- EXTRACTED MATERIAL:
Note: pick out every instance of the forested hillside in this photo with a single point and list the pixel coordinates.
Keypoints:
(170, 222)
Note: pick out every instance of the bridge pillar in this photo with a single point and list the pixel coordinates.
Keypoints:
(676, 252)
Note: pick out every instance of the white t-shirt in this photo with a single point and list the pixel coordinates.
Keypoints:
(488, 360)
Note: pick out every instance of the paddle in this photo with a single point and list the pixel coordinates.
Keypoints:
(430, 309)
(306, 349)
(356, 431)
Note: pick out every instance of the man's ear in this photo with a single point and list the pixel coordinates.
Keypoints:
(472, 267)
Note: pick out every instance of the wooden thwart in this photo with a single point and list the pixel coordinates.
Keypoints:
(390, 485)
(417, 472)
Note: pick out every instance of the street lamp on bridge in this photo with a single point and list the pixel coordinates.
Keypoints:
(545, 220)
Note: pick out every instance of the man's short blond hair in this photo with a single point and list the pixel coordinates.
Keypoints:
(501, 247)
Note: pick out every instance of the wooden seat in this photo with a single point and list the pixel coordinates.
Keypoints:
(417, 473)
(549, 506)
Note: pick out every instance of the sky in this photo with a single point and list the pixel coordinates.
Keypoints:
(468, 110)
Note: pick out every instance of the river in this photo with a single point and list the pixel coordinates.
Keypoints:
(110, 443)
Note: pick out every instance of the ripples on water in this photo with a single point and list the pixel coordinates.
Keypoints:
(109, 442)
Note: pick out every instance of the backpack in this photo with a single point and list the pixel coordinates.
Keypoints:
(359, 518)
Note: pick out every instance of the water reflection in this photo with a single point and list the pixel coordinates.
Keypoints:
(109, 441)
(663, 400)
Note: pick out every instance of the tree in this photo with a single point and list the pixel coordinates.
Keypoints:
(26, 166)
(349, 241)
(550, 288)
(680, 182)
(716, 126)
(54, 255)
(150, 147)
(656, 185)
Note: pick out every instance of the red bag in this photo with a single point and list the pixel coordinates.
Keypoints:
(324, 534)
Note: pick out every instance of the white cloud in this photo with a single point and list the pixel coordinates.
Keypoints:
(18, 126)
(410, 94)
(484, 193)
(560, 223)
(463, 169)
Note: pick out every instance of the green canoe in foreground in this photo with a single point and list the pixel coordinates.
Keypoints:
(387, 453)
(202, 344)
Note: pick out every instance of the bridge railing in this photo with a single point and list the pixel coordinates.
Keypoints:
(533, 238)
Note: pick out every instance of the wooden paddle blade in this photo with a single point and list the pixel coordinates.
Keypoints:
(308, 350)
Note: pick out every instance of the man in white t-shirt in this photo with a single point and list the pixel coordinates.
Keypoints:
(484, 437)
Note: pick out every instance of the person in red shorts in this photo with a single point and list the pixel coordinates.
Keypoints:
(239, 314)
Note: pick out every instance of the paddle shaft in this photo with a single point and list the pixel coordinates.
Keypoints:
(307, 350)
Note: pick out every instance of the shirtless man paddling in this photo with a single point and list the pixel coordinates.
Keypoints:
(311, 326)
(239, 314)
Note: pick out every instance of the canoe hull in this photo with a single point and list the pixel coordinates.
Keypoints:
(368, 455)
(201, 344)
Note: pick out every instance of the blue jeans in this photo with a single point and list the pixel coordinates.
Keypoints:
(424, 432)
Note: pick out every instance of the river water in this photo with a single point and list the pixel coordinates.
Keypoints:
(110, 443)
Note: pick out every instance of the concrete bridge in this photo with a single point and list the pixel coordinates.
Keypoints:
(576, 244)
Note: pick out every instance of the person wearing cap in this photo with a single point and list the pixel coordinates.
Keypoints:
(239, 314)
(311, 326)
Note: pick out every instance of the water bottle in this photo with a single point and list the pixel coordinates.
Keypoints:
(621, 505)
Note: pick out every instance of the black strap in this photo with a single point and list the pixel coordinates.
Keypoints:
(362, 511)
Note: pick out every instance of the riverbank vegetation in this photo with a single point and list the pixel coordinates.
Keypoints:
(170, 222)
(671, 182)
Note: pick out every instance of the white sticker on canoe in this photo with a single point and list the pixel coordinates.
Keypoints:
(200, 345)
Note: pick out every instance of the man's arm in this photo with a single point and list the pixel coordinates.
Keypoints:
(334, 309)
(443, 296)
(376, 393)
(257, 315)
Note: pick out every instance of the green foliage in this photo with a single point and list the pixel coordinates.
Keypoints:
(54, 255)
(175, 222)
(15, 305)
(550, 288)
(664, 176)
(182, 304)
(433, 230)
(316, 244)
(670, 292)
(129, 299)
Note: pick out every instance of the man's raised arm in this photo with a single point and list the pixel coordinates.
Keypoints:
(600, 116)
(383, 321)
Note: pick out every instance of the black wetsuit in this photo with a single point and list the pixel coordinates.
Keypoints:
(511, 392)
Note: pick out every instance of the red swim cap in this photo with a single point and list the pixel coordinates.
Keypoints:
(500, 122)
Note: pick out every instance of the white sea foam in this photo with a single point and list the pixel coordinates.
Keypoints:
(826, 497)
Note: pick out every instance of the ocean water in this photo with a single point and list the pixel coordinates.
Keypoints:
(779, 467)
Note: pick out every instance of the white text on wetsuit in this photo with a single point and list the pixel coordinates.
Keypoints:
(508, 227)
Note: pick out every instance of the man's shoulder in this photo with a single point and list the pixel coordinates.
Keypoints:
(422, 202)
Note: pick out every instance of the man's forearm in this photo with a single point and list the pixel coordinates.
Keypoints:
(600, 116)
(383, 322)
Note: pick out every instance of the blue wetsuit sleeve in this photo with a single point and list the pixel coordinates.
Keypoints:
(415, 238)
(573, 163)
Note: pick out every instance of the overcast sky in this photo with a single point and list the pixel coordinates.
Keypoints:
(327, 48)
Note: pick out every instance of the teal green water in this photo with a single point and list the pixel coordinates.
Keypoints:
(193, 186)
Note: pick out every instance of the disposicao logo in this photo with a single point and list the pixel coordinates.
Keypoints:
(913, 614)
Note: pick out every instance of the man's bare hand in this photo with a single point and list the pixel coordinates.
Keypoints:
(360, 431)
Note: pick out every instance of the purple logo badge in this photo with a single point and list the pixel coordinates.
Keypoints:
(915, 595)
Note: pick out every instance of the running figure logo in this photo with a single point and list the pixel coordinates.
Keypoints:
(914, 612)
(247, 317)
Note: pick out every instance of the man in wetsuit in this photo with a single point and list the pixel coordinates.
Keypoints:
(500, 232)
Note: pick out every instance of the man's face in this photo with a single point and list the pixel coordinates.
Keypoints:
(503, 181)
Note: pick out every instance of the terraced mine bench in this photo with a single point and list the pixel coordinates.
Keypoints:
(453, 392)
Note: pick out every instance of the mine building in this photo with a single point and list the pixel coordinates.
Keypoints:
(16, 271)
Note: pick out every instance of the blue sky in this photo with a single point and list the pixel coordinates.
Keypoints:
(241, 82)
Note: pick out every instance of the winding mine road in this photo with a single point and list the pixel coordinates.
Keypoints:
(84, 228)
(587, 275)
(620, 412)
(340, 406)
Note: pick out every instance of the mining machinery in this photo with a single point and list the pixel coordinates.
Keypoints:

- WORK INSTRUCTIONS: Reproduce verbatim every line from the one containing "Note: pick out every instance of the mine" through the final line above, with both endpoints included.

- REPLY:
Note: pick out every instance of the mine building in this photo with a single point and list the pixel coordinates.
Keypoints:
(16, 271)
Note: pick out every instance of the blue sky in this photo with a single point and list the pixel coordinates.
Keypoints:
(241, 82)
Note: pick out every instance of the winding mine road in this photo with a single point and list the pixel coordinates.
Keypoints:
(84, 228)
(587, 275)
(620, 412)
(340, 406)
Note: pick out every instance of the mining machinery in this photo with a single point and list the pixel coordinates.
Keypoints:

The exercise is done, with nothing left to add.